> SET PROBLEM 1
Repeat the records word for word, from the line containing "of the dirt" through the end of the records.

> EXCERPTED TEXT
--
Grace and peace to you from God our Father and from our Lord and Savior Jesus Christ. Amen.

Forgiveness.  One of the most significant tenants of our Christian faith, and probably one of the most difficult aspects of it to embrace and follow.  Jesus tells us today that we are not to forgive in a manner where we’re keeping track of how often we do it. Peter asked Jesus, “If a member of the church sins against me, how many times should I be willing to forgive that person? Should I be willing to forgive them the first time they do something against me? Or maybe two times? Or maybe even up to seven times?” Jesus answers him, “No.  Seventy times seven times you should forgive.”

In the Jewish faith, the phrase “seventy times seven” would have been understood in the way that we understand “infinity,” or we could understand it as “continuously.” Jesus says to Peter, “You’re not to forgive them just a certain number of times–you are to forgive one another continuously and infinitely!” The reason Jesus tells Peter that is because God forgives us continuously and infinitely!  

Now, this idea of forgiving one another continuously, freely, and infinitely goes beyond just a theological concept.  Think about a marriage–a good marriage, or a family that is close and cares for one another, or a community that loves and cares for one another.  Forgiveness is an integral part of that: continuous and never-ending forgiveness. I know this for a fact. My wife isn’t here but she would tell you that, yes, forgiveness is a constant thing in making a marriage work. Forgiveness is a constant thing when making a family stick together. Forgiveness is a constant thing in keeping a community together. 

My friends, our world is so fractured in part because of a lack of forgiveness. When it’s little things–somebody speaks or says something that comes across to you in the wrong way, somebody discards a gift that you had given them–those things sting, but those things are also small and they’re easy to forgive.  It’s really tempting to want to stop thinking about how we’re commanded to forgive one another at that level. But the forgiveness that God gives to us and the forgiveness that God calls us to share with one another goes way beyond that–to the things that are really challenging, to the things that we think are impossible.

We just commemorated the 19th anniversary of the 9/11 terrorist attack. For me, that was half a lifetime ago, but I remember where I was. I remember how I felt. And I remember how I wanted to react to that. I will tell you it was not with forgiveness–it was with anger! It was with aggression! It was with fury! But my friends, it’s those things where God still calls us to forgive!
--
> EXTRACTED DATA
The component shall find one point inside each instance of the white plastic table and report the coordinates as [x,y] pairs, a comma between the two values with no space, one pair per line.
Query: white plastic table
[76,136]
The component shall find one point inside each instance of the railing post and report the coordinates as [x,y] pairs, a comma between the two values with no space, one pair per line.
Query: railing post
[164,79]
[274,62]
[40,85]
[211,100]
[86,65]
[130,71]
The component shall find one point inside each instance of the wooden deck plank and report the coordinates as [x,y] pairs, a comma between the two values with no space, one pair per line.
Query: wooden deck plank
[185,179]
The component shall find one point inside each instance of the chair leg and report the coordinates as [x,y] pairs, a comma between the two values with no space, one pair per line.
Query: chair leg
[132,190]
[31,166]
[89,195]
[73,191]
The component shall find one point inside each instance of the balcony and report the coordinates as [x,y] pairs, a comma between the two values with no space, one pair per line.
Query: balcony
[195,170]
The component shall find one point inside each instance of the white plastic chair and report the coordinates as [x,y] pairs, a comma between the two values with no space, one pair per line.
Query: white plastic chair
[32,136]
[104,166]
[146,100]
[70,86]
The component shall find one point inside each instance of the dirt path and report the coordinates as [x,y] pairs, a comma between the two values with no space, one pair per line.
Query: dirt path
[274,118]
--
> SET PROBLEM 2
Pick up the sermon on forgiveness where it ends and continue it.

> REPLY 1
The component shall find one point inside each instance of the dirt path and report the coordinates as [x,y] pairs, a comma between the two values with no space, one pair per line.
Query: dirt path
[274,118]

> REPLY 2
Now, I expect that for a lot of you (and for me, too) hearing me say “God calls us to forgive those who do evil against us,” and that this extends to the people who perpetrated that atrocity probably does not sit well with you–and it shouldn’t. Forgiveness, my friends, is not easy. It’s not easy. It is easy to say, “Those people–how could we forgive them!?” But God calls us to do that anyway. 

Forgiveness, in its most perfect form, is what stops the never-ending cycle of human violence and revenge. When humanity seeks revenge and seeks to get even, all it does is continue to cause pain, and hatred, and death. Those things are the opposite of what God wants for us.

In our personal lives–not just these big societal things–there are times when people abused or treated very, very poorly.  The question there is, “How does someone forgive somebody who has treated them atrociously?”  We also have to think about forgiveness as not being equivalent to being a “doormat.”  If someone mistreats us, we have the capability to forgive but to also do what’s necessary to prevent that from happening again. 

When we forgive, we are letting something go from inside ourselves. We’re getting rid of resentment and hatred and saying, “that has happened and I am going to make sure that it doesn’t impact my future in a way that it’s in my heart and mind every day.” It’s good for us to forgive–not just for the person we are forgiving, but for ourselves

In that last part of the passage from the Gospel, Jesus says something that is kind of grating. He says, “Unless you can forgive one another, your God will not forgive you.” He talks about how that slave was handed over to be tortured until he can pay his debt and used that as a threat that this is what God would do to those who do not forgive their brothers and sisters from their hearts. Now that’s a really scary concept, but hear me out on this. When we hold grudges, when we refuse to forgive, when we grab ahold of that anger and rage we squeeze it and we live in it, is that not the torture Jesus is talking about? When we live in that, we torture ourselves.  Jesus is saying that by forgiving, we are able to let that go. We’re able to find the peace that we can’t find when we hang on to that anger.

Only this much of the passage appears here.